相続税の時効に関する文章によると、相続税は原則として起算日から何年で時効完成に至りますか。

# 対象の文章
----------

相続税の申告期限は「死亡を知った日の翌日から10か月後」です。しかし申告手続きを必要とするケースのなかには、相続開始当初の誤解が原因で無申告や申告漏れが生じたり、現金資産がなく納税できなかったりといったケースが少なからずあります。
このような場合、相続税の確定と納税義務は原則5年で時効完成を迎えますが、税務署が時効完成を許すことは基本的にありません。
本記事では、相続税の時効について法律上の考え方を分かりやすく解説し、そのうえで「申告にミスがある・期限に手続きが間に合わない」「期限までに納税できない」という不安への対処法を紹介します。
目次
1.相続税にも時効はあるの?
相続税の課税では、法令に基づき正しい金額の納税を実現させる「国税債権」が国税庁側に認められます。
また「国税債権は一定期間が経過すると消滅する」とも法律で定められており、消滅までの期間が一般に“時効”と呼ばれています。
法律で定められた一定期間が経過して“時効完成”に至れば、正当な金額の相続税を納税させようとする国税庁の行動に法的根拠はなくなります。
そもそも時効制度の目的は、国税庁・納税義務者の双方の視点での公平化にあります。
納税義務者が「税務調査や差押えが実施されるかもしれない」という不確実性の高い状況に置かれ続けるのは、たとえ落ち度(申告漏れや納期限後の未納など)があっても許容できません。
国税庁の立場を法律的に解釈しても、早々に納税を実現させる手続き(税務調査や督促など)を取らないのであれば、その債権は保護するに値しません。
本来相続税は正しく申告・納税されるべきものですが、以上のように納税義務者の立場を悪化させない配慮も“時効”の考え方に表れています。
2.相続税の時効は起算日から5年または7年!
相続税は原則として「起算日から5年」で時効完成に至ります。
起算日とは相続税の法定申告期限(死亡を知った日から10か月)の翌日です。

----------

# 提供資料
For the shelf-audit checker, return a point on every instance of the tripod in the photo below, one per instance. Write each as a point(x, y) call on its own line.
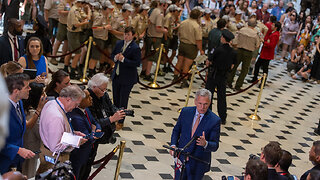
point(186, 155)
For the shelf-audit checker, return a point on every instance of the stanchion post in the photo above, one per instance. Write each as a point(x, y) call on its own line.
point(122, 145)
point(254, 116)
point(154, 83)
point(83, 79)
point(193, 69)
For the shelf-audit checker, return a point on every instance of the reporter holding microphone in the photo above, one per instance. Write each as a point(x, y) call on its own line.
point(192, 122)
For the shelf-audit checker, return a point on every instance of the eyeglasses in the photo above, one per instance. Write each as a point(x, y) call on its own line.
point(105, 90)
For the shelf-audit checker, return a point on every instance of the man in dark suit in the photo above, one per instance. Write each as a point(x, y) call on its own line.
point(314, 157)
point(13, 153)
point(83, 121)
point(220, 63)
point(10, 9)
point(11, 43)
point(271, 155)
point(127, 57)
point(199, 122)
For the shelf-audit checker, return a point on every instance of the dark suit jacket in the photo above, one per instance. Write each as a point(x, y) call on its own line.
point(12, 10)
point(79, 122)
point(128, 73)
point(273, 175)
point(305, 175)
point(8, 154)
point(5, 48)
point(263, 18)
point(181, 135)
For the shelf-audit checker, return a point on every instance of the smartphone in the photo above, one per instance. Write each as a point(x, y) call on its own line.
point(37, 152)
point(51, 98)
point(98, 134)
point(49, 159)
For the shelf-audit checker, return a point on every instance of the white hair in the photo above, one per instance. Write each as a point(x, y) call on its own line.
point(98, 80)
point(204, 93)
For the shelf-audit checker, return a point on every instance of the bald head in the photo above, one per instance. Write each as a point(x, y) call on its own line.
point(252, 22)
point(14, 175)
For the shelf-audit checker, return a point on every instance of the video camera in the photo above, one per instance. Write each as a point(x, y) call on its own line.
point(61, 171)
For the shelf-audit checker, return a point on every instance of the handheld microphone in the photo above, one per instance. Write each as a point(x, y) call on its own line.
point(189, 143)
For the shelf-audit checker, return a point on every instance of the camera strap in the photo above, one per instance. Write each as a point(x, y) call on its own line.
point(69, 119)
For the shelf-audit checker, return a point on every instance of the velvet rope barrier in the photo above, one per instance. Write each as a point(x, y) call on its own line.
point(86, 42)
point(104, 53)
point(105, 160)
point(166, 86)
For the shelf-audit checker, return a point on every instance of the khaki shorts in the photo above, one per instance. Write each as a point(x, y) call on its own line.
point(95, 53)
point(74, 42)
point(62, 32)
point(189, 51)
point(152, 44)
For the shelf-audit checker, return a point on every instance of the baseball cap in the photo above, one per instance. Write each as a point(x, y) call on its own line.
point(228, 36)
point(127, 7)
point(165, 1)
point(145, 7)
point(207, 11)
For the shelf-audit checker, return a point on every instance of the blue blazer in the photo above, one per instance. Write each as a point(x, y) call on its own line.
point(8, 154)
point(79, 122)
point(5, 48)
point(128, 74)
point(181, 135)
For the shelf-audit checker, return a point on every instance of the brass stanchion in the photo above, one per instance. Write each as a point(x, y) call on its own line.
point(154, 83)
point(122, 145)
point(84, 79)
point(255, 116)
point(193, 69)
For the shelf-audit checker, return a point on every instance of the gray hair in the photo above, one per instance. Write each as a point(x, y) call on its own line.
point(252, 22)
point(204, 93)
point(98, 80)
point(72, 91)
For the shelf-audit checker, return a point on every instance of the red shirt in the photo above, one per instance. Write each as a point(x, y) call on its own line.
point(267, 51)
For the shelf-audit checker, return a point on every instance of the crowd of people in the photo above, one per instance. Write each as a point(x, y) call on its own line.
point(127, 34)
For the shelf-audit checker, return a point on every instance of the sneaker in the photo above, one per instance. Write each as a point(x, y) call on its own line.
point(142, 74)
point(161, 73)
point(184, 83)
point(54, 61)
point(119, 126)
point(148, 78)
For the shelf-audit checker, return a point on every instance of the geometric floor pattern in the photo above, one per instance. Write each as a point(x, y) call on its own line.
point(288, 111)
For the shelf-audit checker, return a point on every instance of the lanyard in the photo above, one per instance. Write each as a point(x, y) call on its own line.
point(69, 120)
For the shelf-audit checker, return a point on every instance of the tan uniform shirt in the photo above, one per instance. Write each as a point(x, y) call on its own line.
point(247, 38)
point(169, 23)
point(206, 26)
point(64, 6)
point(52, 7)
point(156, 19)
point(99, 20)
point(120, 24)
point(190, 31)
point(261, 28)
point(75, 16)
point(140, 23)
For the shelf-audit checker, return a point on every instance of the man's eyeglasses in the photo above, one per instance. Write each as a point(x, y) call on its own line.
point(102, 90)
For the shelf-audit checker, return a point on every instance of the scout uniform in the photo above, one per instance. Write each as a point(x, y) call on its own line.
point(75, 16)
point(154, 38)
point(63, 19)
point(139, 23)
point(189, 32)
point(206, 26)
point(247, 40)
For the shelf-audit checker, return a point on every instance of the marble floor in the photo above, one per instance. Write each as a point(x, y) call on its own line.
point(288, 112)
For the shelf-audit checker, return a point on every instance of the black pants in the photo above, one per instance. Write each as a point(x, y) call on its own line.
point(120, 94)
point(220, 84)
point(265, 67)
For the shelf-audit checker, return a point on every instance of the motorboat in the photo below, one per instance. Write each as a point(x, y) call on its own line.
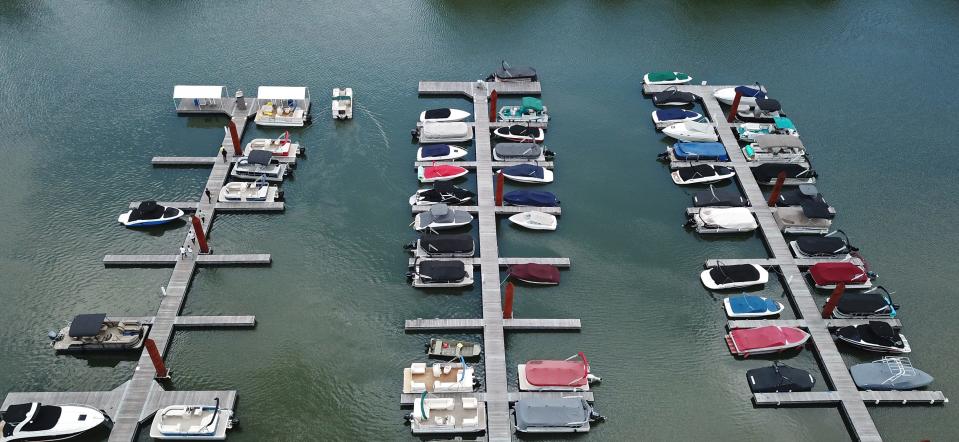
point(533, 273)
point(443, 246)
point(446, 349)
point(521, 134)
point(554, 415)
point(747, 95)
point(441, 274)
point(342, 104)
point(528, 173)
point(149, 213)
point(530, 110)
point(691, 131)
point(440, 217)
point(439, 152)
point(875, 336)
point(570, 374)
point(534, 220)
point(674, 97)
point(443, 115)
point(826, 275)
point(751, 306)
point(37, 422)
point(453, 132)
point(734, 276)
point(665, 117)
point(666, 77)
point(722, 220)
point(775, 148)
point(513, 73)
point(447, 415)
point(889, 373)
point(259, 165)
point(873, 304)
point(521, 152)
point(779, 378)
point(765, 110)
point(534, 198)
point(684, 151)
point(442, 192)
point(443, 172)
point(701, 174)
point(444, 377)
point(192, 422)
point(94, 332)
point(746, 342)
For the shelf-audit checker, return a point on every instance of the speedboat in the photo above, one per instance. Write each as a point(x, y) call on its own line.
point(37, 422)
point(570, 374)
point(442, 192)
point(779, 378)
point(747, 95)
point(443, 172)
point(701, 174)
point(533, 273)
point(734, 276)
point(691, 131)
point(456, 132)
point(722, 220)
point(149, 213)
point(534, 220)
point(746, 342)
point(521, 134)
point(531, 110)
point(439, 152)
point(342, 104)
point(192, 422)
point(441, 274)
point(440, 216)
point(443, 115)
point(535, 198)
point(528, 173)
point(751, 306)
point(889, 373)
point(94, 332)
point(875, 336)
point(666, 77)
point(826, 275)
point(446, 377)
point(554, 415)
point(443, 246)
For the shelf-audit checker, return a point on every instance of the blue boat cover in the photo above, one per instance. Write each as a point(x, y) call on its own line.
point(700, 151)
point(528, 170)
point(435, 150)
point(531, 198)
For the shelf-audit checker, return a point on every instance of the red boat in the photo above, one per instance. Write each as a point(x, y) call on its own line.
point(535, 273)
point(770, 339)
point(827, 274)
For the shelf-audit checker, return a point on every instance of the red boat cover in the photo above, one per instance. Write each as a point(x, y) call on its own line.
point(556, 373)
point(828, 273)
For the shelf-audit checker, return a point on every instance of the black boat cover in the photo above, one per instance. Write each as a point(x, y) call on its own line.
point(87, 325)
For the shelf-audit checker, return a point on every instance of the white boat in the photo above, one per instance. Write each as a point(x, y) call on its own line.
point(534, 220)
point(691, 131)
point(192, 422)
point(342, 104)
point(36, 422)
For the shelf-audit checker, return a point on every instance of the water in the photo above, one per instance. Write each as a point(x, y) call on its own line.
point(86, 90)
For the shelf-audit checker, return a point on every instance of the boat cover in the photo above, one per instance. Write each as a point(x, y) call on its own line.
point(535, 198)
point(829, 273)
point(700, 151)
point(87, 325)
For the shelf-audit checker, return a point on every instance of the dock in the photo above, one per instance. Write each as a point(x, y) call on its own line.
point(843, 391)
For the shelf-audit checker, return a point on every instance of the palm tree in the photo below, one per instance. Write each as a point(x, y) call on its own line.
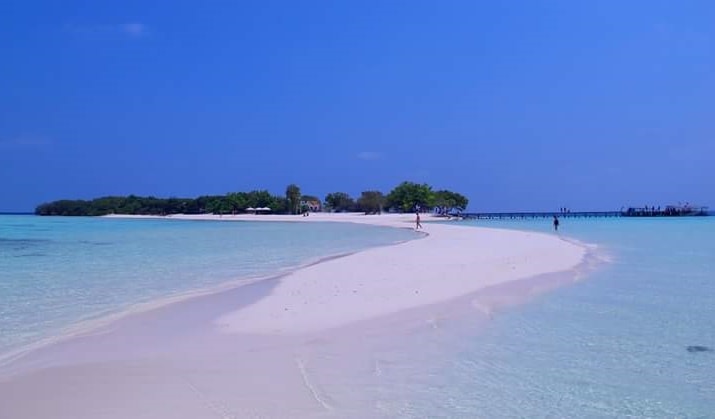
point(293, 197)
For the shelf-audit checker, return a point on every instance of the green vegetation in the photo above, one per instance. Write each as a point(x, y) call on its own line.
point(137, 205)
point(293, 198)
point(403, 198)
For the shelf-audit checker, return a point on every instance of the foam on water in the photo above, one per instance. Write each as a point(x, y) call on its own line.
point(56, 272)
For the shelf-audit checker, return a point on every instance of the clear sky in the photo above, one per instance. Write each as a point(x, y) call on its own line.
point(520, 105)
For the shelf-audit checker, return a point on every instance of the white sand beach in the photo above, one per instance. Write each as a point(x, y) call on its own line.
point(302, 345)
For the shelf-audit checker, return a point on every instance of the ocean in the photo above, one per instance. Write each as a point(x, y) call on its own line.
point(633, 339)
point(58, 274)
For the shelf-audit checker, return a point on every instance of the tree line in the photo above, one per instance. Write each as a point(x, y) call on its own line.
point(406, 197)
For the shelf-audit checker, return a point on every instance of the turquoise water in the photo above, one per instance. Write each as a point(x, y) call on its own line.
point(56, 272)
point(613, 345)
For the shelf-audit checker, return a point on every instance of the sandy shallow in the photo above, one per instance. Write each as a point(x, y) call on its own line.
point(329, 340)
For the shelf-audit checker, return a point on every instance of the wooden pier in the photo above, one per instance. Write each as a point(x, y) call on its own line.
point(669, 211)
point(535, 215)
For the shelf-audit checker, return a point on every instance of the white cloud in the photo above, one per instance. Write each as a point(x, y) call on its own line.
point(370, 155)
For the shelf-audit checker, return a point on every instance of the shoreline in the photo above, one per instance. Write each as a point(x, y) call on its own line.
point(247, 328)
point(96, 323)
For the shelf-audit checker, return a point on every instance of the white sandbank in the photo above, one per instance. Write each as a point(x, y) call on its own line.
point(450, 262)
point(318, 342)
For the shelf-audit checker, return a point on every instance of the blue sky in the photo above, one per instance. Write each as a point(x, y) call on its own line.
point(518, 105)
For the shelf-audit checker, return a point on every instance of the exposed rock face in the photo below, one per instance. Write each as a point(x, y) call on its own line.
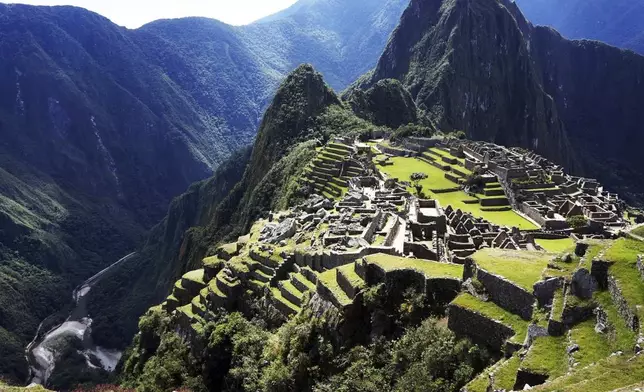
point(479, 66)
point(468, 66)
point(387, 102)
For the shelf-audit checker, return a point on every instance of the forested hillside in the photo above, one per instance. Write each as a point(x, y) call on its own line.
point(615, 22)
point(101, 127)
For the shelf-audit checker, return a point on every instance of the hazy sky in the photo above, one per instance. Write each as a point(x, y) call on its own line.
point(135, 13)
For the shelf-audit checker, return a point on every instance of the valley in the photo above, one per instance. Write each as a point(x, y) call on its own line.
point(385, 195)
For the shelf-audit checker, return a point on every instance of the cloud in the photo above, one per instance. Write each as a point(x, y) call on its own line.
point(135, 13)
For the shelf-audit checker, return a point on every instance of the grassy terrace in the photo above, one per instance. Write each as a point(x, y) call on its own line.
point(547, 356)
point(521, 267)
point(431, 269)
point(607, 375)
point(557, 246)
point(328, 279)
point(492, 311)
point(349, 272)
point(275, 292)
point(623, 253)
point(639, 231)
point(506, 375)
point(402, 168)
point(504, 372)
point(593, 347)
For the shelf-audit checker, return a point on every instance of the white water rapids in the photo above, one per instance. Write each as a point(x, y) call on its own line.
point(42, 351)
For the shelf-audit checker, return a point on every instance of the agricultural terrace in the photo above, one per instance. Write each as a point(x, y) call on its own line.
point(403, 167)
point(523, 268)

----------

# 解答
原則として起算日から5年です。